Saved entries
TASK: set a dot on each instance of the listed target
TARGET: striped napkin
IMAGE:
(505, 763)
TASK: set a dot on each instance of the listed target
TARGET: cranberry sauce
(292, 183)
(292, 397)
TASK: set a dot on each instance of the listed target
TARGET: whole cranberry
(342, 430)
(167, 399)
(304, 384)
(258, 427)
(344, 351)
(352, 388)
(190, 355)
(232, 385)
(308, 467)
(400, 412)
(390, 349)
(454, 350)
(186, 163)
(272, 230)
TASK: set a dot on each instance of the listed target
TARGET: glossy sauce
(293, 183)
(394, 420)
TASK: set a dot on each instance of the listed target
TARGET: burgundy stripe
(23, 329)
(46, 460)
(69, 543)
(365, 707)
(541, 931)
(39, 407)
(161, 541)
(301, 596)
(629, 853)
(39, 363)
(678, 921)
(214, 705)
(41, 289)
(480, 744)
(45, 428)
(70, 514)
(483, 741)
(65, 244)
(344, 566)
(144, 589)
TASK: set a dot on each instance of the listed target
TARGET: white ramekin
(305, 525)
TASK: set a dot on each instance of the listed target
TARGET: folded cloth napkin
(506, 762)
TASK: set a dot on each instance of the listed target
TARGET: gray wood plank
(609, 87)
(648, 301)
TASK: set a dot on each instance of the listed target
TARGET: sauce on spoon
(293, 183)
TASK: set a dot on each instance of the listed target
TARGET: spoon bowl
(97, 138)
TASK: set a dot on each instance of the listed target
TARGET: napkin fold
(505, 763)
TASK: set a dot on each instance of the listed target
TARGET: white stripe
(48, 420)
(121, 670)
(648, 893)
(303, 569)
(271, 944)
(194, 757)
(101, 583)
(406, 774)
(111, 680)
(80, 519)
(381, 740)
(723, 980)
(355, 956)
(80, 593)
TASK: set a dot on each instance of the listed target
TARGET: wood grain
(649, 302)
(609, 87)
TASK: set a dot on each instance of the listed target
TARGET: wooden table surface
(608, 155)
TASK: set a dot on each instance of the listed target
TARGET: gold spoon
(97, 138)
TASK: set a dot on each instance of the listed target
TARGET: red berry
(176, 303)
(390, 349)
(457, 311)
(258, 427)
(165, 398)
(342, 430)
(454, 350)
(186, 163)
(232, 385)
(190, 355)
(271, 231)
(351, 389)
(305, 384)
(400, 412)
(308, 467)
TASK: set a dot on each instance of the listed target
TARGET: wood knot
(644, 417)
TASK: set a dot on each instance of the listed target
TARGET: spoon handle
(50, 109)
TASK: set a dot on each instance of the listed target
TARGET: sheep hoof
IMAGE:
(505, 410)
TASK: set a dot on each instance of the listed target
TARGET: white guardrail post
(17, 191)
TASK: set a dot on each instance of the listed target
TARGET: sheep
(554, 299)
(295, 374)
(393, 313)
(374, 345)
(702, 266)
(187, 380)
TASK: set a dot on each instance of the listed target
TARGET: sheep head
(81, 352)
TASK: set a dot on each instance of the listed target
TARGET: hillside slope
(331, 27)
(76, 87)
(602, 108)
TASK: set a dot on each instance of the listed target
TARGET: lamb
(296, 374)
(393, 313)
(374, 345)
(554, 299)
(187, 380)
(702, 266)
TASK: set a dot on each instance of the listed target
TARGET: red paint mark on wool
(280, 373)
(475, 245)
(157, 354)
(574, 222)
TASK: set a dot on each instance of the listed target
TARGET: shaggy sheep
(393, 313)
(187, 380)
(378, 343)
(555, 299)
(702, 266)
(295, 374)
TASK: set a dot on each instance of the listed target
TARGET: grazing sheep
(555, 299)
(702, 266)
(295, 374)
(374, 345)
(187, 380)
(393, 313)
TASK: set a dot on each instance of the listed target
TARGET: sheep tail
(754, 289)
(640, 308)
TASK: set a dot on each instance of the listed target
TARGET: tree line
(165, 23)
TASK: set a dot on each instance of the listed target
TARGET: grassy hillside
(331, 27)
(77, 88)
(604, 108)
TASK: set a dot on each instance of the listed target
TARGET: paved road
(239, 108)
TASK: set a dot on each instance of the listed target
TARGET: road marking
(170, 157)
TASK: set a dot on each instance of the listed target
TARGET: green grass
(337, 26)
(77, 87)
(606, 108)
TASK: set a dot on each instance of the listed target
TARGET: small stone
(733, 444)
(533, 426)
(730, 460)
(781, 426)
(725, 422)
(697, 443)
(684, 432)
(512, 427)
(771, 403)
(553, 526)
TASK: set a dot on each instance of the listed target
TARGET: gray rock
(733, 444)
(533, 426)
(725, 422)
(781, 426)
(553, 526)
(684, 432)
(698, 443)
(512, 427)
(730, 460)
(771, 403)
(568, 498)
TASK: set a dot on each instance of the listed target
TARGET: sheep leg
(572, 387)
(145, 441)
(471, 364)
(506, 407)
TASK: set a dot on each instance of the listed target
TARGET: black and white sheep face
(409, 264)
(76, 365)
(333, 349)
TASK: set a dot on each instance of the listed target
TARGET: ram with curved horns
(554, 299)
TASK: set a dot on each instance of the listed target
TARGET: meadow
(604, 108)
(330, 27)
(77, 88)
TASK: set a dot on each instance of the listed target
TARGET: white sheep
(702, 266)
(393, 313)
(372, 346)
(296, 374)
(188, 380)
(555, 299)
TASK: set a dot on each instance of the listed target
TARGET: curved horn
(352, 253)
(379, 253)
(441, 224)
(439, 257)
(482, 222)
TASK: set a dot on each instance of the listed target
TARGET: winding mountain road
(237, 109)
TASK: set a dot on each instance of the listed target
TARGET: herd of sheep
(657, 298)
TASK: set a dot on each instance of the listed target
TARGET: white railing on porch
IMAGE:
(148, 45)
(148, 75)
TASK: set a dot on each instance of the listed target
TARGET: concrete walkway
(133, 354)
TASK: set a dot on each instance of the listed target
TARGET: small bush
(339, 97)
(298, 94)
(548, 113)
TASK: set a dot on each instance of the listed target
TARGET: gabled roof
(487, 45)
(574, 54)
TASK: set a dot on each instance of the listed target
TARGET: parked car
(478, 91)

PROBLEM REQUIREMENTS
Repeat the data exactly. Leave nothing out.

EXERCISE RESULT
TASK: set a dot on each instance of the listed target
TARGET: striped napkin
IMAGE:
(505, 763)
TASK: set a dot on each instance of the listed target
TARGET: cranberry sauce
(292, 183)
(292, 397)
TASK: set a dot on each instance of the listed target
TARGET: whole cranberry
(342, 430)
(167, 399)
(304, 384)
(258, 427)
(344, 351)
(352, 388)
(190, 355)
(232, 385)
(308, 467)
(400, 412)
(390, 349)
(454, 350)
(186, 163)
(272, 230)
TASK: set a dot on each instance of the listed target
TARGET: glossy sauce
(293, 183)
(394, 420)
TASK: set a dot on each instance of the listed target
TARGET: burgundy stripe
(23, 329)
(46, 460)
(69, 543)
(365, 707)
(541, 931)
(39, 407)
(161, 541)
(301, 596)
(629, 853)
(39, 363)
(678, 921)
(214, 705)
(41, 289)
(480, 744)
(45, 428)
(70, 514)
(483, 741)
(65, 244)
(344, 566)
(144, 589)
TASK: set a dot on each instance of the listed target
TARGET: white ramekin
(305, 525)
TASK: set a dot on each instance of the listed target
TARGET: folded cloth napkin
(506, 762)
TASK: set a dot on each instance of the listed target
TARGET: gray wood plank
(609, 87)
(648, 301)
TASK: set a dot on each instance of the listed target
TARGET: sauce on spoon
(293, 183)
TASK: set a dot on each instance of the listed target
TARGET: spoon bowl
(97, 138)
TASK: set a dot on each instance of the listed target
TARGET: napkin fold
(505, 763)
TASK: set a dot on each instance of the listed target
TARGET: white stripe
(48, 420)
(121, 670)
(648, 893)
(303, 569)
(271, 944)
(194, 757)
(101, 583)
(406, 774)
(111, 680)
(80, 519)
(381, 740)
(723, 980)
(355, 956)
(80, 593)
TASK: set a dot on each instance of the listed target
TARGET: wood grain
(649, 302)
(609, 87)
TASK: set a dot on each instance of the listed target
TARGET: wooden table surface
(608, 155)
TASK: set a dot on each instance of the listed target
TARGET: gold spoon
(97, 138)
TASK: set a dot on each instance of the listed target
TARGET: red berry
(176, 303)
(390, 349)
(457, 311)
(258, 427)
(165, 398)
(342, 430)
(454, 350)
(186, 163)
(232, 385)
(190, 355)
(271, 231)
(351, 389)
(305, 384)
(400, 412)
(308, 467)
TASK: set a dot on each instance of the listed target
TARGET: wood knot
(644, 417)
TASK: set a dot on each instance of the listed target
TARGET: spoon handle
(50, 109)
TASK: set a dot on each instance of the listed target
TARGET: sheep hoof
IMAGE:
(505, 410)
TASK: set a dot on each instance of the listed target
TARGET: white guardrail post
(17, 191)
TASK: set a dot on each instance of the listed target
TARGET: sheep
(554, 299)
(295, 374)
(393, 313)
(374, 345)
(702, 266)
(187, 380)
TASK: set a dot on each instance of the listed target
TARGET: sheep head
(81, 352)
TASK: set a dot on each instance of the listed target
TARGET: hillside slope
(331, 27)
(76, 87)
(602, 108)
TASK: set a dot on each instance of the listed target
TARGET: lamb
(296, 374)
(393, 313)
(374, 345)
(554, 299)
(187, 380)
(702, 266)
TASK: set a dot on each instance of the listed target
TARGET: red paint mark on wool
(280, 373)
(475, 245)
(157, 354)
(574, 222)
TASK: set a dot on each instance of the listed target
TARGET: shaggy sheep
(393, 313)
(187, 380)
(378, 343)
(555, 299)
(702, 266)
(295, 374)
TASK: set a dot on each instance of the listed target
TARGET: grazing sheep
(555, 299)
(702, 266)
(295, 374)
(374, 345)
(187, 380)
(393, 313)
TASK: set a dot on each instance of the listed target
TARGET: sheep tail
(754, 289)
(640, 308)
TASK: set a dot on each instance of the listed target
TARGET: tree line
(165, 23)
TASK: set a dot on each instance of the listed target
TARGET: grassy hillside
(331, 27)
(77, 88)
(604, 108)
TASK: set a dot on each instance of the listed target
TARGET: paved road
(239, 108)
TASK: set a dot on each instance of the listed target
TARGET: road marking
(170, 157)
TASK: set a dot on each instance of the listed target
TARGET: green grass
(337, 26)
(77, 87)
(606, 108)
TASK: set a dot on each instance of the listed target
TARGET: small stone
(733, 444)
(533, 426)
(730, 460)
(781, 426)
(725, 422)
(697, 443)
(684, 432)
(512, 427)
(771, 403)
(553, 526)
TASK: set a dot on each instance of the listed target
TARGET: gray rock
(733, 444)
(533, 426)
(725, 422)
(781, 426)
(553, 526)
(684, 432)
(698, 443)
(512, 427)
(730, 460)
(771, 403)
(568, 498)
TASK: set a dot on each instance of the listed target
TARGET: sheep leg
(572, 387)
(145, 441)
(471, 364)
(506, 407)
TASK: set a dot on each instance of the listed target
TARGET: black and white sheep face
(409, 264)
(76, 365)
(333, 349)
TASK: set a dot on each instance of the listed target
TARGET: ram with curved horns
(554, 299)
TASK: set a dot on each instance of the listed target
TARGET: meadow
(604, 108)
(330, 27)
(77, 88)
TASK: set a dot on each instance of the listed target
TARGET: white sheep
(702, 266)
(393, 313)
(372, 346)
(296, 374)
(188, 380)
(555, 299)
TASK: set a dot on each instance of the listed target
TARGET: curved horn
(352, 253)
(379, 253)
(441, 224)
(439, 257)
(482, 222)
TASK: set a dot on each instance of the listed target
TARGET: winding mountain road
(237, 109)
TASK: set a dot on each instance of the listed target
TARGET: herd of sheep
(657, 298)
TASK: set a dot on each instance of the listed target
TARGET: white railing on porch
IMAGE:
(148, 45)
(148, 75)
TASK: set a dot on each instance of the listed target
TARGET: concrete walkway
(133, 354)
TASK: set a dot on each instance of the listed target
TARGET: small bush
(339, 97)
(298, 94)
(548, 113)
TASK: set a dot on each instance of the listed target
TARGET: gabled roof
(487, 45)
(574, 54)
TASK: set a dot on each instance of the listed target
TARGET: parked car
(478, 91)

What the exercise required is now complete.